begin DATA TO PROCESS
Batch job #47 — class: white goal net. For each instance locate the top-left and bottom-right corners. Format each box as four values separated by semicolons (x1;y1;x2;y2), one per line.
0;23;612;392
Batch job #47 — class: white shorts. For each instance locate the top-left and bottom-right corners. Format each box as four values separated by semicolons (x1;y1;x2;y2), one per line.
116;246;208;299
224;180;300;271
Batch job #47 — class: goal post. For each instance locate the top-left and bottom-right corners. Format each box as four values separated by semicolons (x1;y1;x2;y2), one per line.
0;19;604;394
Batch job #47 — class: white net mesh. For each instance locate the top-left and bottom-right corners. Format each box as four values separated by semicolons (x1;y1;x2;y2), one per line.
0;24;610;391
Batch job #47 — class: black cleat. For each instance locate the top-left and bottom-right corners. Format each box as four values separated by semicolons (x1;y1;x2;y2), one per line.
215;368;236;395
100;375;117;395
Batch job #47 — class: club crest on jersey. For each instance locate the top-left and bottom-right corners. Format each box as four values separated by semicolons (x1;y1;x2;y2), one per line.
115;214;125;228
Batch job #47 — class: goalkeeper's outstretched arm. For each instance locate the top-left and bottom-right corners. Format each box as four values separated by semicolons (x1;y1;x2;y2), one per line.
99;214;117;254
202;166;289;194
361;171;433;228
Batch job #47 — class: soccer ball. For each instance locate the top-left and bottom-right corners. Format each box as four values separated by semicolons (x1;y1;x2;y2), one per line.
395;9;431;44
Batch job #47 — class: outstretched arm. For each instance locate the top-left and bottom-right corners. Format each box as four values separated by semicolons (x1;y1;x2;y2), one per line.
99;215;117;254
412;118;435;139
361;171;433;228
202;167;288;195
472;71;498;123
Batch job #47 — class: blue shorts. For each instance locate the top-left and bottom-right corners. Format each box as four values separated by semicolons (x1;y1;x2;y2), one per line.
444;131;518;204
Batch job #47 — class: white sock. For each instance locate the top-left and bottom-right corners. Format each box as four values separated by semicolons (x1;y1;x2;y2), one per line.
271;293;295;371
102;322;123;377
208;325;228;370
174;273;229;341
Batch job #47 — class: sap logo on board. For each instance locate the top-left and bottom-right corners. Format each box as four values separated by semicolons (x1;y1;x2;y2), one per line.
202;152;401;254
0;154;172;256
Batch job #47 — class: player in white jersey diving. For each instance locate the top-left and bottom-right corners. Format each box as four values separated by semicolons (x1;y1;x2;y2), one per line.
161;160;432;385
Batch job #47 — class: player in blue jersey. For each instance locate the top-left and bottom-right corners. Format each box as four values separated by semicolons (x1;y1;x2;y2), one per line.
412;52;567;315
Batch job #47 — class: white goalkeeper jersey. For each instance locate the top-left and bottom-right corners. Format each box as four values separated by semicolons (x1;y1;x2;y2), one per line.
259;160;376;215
end DATA TO PROCESS
Please copy the lines above, from the line with "Batch job #47 — class: soccer" to the line with "395;9;431;44", including both of those lines and nothing else.

Batch job #47 — class: soccer ball. For each instance locate the top-left and bottom-right corners. Format each box as four values separated by semicolons (x1;y1;x2;y2), one per line.
395;9;431;44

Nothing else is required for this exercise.